## EXTRACT TO READ
◆ ◆ ◆ ◆ ◆ ◆ ◆

WASHINGTON —The Internal Revenue Service reminded taxpayers today that it’s not too late to contribute to an Individual Retirement Arrangement (IRA) and still claim it on a 2017 tax return. Anyone with an IRA may be eligible for a tax credit or deduction on their 2017 tax return if they make contributions by April 17, 2018.

This is the sixth in a series of nine IRS news releases called the Tax Time Guide, designed to help taxpayers navigate common tax issues. This year’s tax-filing deadline is April 17.

An IRA is designed to enable employees and the self-employed to save for retirement. Most taxpayers who work are eligible to start a traditional or Roth IRA or add money to an existing account.

Contributions to a traditional IRA are often tax deductible, but distributions are generally taxable. Contributions to a Roth IRA are not deductible, but qualified distributions are tax-free. To count for a 2017 tax return, contributions must be made by April 17, 2018. In addition, low- and moderate-income taxpayers making these contributions may also qualify for the Saver’s Credit.

Generally, eligible taxpayers can contribute up to $5,500 to an IRA. For someone who was 50 years of age or older at the end of 2017, the limit is increased to $6,500. The same general contribution limit applies to both Roth and traditional IRAs. However, a Roth IRA contribution might be limited based on filing status and income. An individual can’t make regular contributions to a traditional IRA in the year they reach 70½ and older. However, they can still contribute to a Roth IRA and make rollover contributions to a Roth or traditional IRA regardless of age.

If neither the taxpayer nor their spouse was covered for any part of the year by an employer retirement plan, they can take a deduction for total contributions to one or more traditional IRAs up to the contribution limit or 100 percent of the taxpayer’s compensation, whichever is less.

For 2017, if a taxpayer is covered by a workplace retirement plan, the deduction for contributions to a traditional IRA is generally reduced if the taxpayer’s modified adjusted gross income is between:

  • $0 and $10,000; married filing separately
  • $62,000 and $72,000; single and head of household
  • $99,000 to $119,000; married filing jointly or a qualifying widow(er)
  • $186,000 to $196,000; married filing jointly where the IRA contributor is not covered by a workplace retirement plan but is married to someone who is covered

The deduction for contributions to a traditional IRA is claimed on Form 1040, Line 32, or Form 1040A, Line 17. Any nondeductible contributions to a traditional IRA must be reported on Form 8606.

◆ ◆ ◆ ◆ ◆ ◆ ◆

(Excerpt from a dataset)
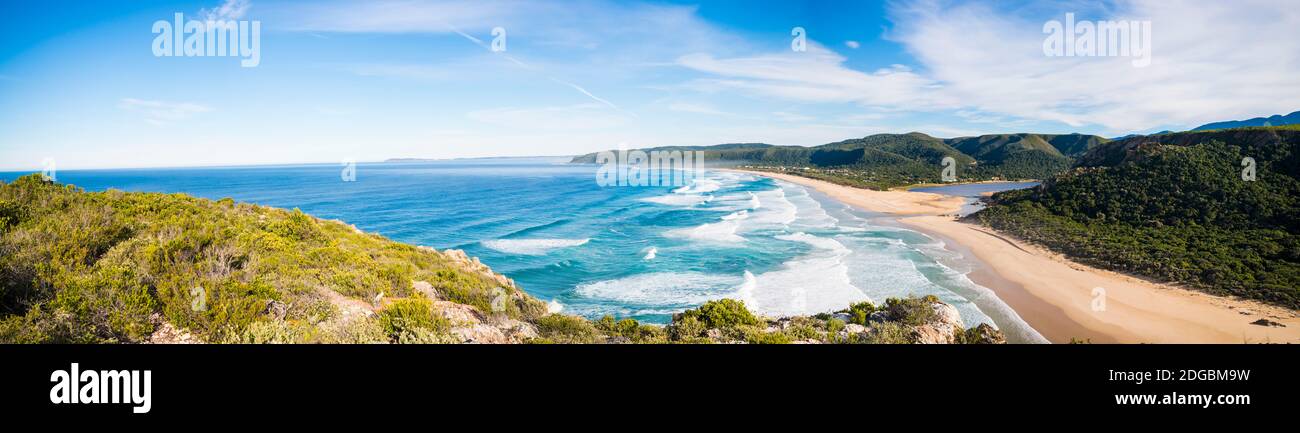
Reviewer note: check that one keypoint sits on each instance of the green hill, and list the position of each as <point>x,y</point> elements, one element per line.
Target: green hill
<point>120,267</point>
<point>1175,208</point>
<point>888,160</point>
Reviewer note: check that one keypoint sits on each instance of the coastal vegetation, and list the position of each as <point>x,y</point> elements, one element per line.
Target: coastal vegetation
<point>1175,208</point>
<point>891,160</point>
<point>117,267</point>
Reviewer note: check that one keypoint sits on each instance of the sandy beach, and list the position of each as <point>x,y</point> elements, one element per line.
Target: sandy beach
<point>1064,299</point>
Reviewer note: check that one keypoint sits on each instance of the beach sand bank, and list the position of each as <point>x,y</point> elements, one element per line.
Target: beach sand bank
<point>1064,299</point>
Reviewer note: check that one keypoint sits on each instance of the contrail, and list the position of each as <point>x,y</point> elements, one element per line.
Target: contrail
<point>521,64</point>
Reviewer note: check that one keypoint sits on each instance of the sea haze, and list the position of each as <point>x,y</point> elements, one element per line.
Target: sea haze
<point>644,252</point>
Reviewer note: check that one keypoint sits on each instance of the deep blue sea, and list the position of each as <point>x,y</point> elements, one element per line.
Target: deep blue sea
<point>641,252</point>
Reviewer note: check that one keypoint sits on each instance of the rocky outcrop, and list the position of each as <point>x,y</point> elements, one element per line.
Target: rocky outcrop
<point>165,333</point>
<point>472,264</point>
<point>941,328</point>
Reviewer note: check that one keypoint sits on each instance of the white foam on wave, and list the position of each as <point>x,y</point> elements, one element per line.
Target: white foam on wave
<point>722,232</point>
<point>532,247</point>
<point>679,199</point>
<point>698,186</point>
<point>737,215</point>
<point>775,209</point>
<point>811,284</point>
<point>661,289</point>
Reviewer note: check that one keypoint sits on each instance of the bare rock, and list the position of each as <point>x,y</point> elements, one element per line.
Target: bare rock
<point>940,329</point>
<point>1268,323</point>
<point>984,334</point>
<point>480,334</point>
<point>165,333</point>
<point>931,334</point>
<point>518,330</point>
<point>459,315</point>
<point>276,310</point>
<point>425,289</point>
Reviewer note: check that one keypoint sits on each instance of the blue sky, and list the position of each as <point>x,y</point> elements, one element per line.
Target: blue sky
<point>377,79</point>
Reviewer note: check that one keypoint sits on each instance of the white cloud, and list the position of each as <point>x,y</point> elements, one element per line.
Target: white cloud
<point>700,108</point>
<point>161,112</point>
<point>228,11</point>
<point>818,76</point>
<point>1209,61</point>
<point>554,118</point>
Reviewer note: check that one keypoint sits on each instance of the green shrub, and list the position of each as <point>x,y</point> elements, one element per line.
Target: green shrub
<point>859,312</point>
<point>887,333</point>
<point>767,338</point>
<point>833,325</point>
<point>629,329</point>
<point>722,314</point>
<point>355,332</point>
<point>268,332</point>
<point>685,329</point>
<point>911,310</point>
<point>566,329</point>
<point>408,315</point>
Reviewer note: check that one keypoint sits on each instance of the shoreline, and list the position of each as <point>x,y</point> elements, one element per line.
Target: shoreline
<point>1056,295</point>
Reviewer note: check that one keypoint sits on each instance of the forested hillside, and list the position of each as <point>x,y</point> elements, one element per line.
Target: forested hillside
<point>120,267</point>
<point>1175,208</point>
<point>888,160</point>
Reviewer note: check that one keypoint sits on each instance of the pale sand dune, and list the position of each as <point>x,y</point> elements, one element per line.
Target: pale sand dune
<point>1056,295</point>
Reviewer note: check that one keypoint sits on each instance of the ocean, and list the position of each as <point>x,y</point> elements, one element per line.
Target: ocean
<point>642,252</point>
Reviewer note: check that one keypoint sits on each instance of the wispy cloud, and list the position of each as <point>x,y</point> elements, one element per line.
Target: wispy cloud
<point>1210,61</point>
<point>161,112</point>
<point>698,108</point>
<point>818,76</point>
<point>579,117</point>
<point>230,9</point>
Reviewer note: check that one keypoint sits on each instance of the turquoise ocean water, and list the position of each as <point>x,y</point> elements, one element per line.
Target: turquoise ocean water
<point>641,252</point>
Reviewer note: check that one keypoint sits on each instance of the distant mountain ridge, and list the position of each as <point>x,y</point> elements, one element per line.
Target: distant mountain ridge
<point>1275,120</point>
<point>913,157</point>
<point>1177,208</point>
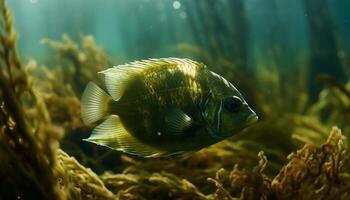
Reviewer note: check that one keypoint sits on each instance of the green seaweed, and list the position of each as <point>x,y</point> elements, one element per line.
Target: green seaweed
<point>42,156</point>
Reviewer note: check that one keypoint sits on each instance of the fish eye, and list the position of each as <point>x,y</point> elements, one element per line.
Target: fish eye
<point>233,104</point>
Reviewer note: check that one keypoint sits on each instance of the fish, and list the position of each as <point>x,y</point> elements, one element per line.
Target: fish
<point>163,107</point>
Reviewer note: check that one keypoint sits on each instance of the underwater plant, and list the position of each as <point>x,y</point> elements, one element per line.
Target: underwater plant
<point>42,156</point>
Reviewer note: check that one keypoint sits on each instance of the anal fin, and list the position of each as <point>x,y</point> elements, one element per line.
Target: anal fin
<point>111,133</point>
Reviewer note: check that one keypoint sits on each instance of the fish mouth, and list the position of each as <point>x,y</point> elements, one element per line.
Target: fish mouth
<point>251,119</point>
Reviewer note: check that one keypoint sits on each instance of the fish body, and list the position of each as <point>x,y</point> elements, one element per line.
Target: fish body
<point>163,107</point>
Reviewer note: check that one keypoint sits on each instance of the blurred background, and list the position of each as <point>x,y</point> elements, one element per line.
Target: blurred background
<point>248,33</point>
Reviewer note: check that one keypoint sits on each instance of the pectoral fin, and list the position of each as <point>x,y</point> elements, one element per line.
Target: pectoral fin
<point>177,122</point>
<point>111,133</point>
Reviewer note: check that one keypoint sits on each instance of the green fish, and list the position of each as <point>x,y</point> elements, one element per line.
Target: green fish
<point>163,107</point>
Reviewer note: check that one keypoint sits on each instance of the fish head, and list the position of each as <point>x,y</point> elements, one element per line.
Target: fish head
<point>229,115</point>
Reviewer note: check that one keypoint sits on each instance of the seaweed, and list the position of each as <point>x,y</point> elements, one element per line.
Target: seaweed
<point>42,156</point>
<point>27,154</point>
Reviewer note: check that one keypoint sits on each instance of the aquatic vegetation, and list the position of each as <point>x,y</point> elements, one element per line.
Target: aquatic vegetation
<point>40,122</point>
<point>27,153</point>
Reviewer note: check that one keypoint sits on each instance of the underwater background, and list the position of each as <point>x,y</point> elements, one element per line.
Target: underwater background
<point>289,59</point>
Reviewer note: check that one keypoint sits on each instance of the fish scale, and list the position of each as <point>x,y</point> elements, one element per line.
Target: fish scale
<point>163,107</point>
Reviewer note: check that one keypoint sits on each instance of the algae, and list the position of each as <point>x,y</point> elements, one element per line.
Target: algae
<point>42,156</point>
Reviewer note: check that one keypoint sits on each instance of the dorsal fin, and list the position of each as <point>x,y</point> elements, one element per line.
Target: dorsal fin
<point>118,77</point>
<point>111,133</point>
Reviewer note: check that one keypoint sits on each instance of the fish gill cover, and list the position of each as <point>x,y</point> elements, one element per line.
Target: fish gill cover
<point>292,153</point>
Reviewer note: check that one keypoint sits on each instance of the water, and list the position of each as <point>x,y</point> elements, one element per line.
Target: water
<point>289,59</point>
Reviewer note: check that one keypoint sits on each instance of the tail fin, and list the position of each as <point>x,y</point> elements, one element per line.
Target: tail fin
<point>94,104</point>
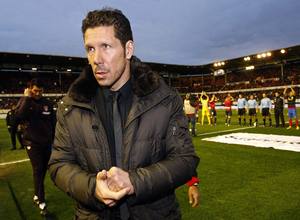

◆ ◆ ◆ ◆ ◆ ◆ ◆

## THE TASKS
1. Echo the IRA contribution text word for word, everything from "If neither the" down to "whichever is less.".
2. Carry on the IRS text about IRA contributions from the point where it stops.
These rows were taken from a different source.

## ANSWERS PER TASK
1.
If neither the taxpayer nor their spouse was covered for any part of the year by an employer retirement plan, they can take a deduction for total contributions to one or more traditional IRAs up to the contribution limit or 100 percent of the taxpayer’s compensation, whichever is less.

2.
Even though contributions to Roth IRAs are not tax deductible, the maximum permitted amount of these contributions is phased out for taxpayers whose modified adjusted gross income is above a certain level:

  • $0 to $10,000; married filing separately
  • $118,000 to $133,000; single and head of household
  • $186,000 to $196,000; married filing jointly

For detailed information on contributing to either Roth or Traditional IRAs, including worksheets for determining contribution and deduction amounts, see Publication 590-A, available on IRS.gov.

Also known as the Retirement Savings Contributions Credit, the Saver’s Credit is often available to IRA contributors whose adjusted gross income falls below certain levels. Eligible taxpayers get the credit even if they qualify for other retirement-related tax benefits. Like other tax credits, the Saver’s Credit can increase a taxpayer’s refund or reduce the taxes they owe. The amount of the credit is based on several factors, including the amount contributed to either a Roth or traditional IRA and other qualifying retirement programs.

For 2017, the income limit is:

  • $31,000; single and married filing separate
  • $46,500; head of household
  • $62,000; married filing jointly.

Taxpayers should use Form 8880 to claim the Saver’s Credit, and its instructions have details on figuring the credit correctly.

Taxpayers can find answers to questions, forms and instructions and easy-to-use tools online at IRS.gov 24 hours a day, seven days a week. No appointments required and no waiting on hold.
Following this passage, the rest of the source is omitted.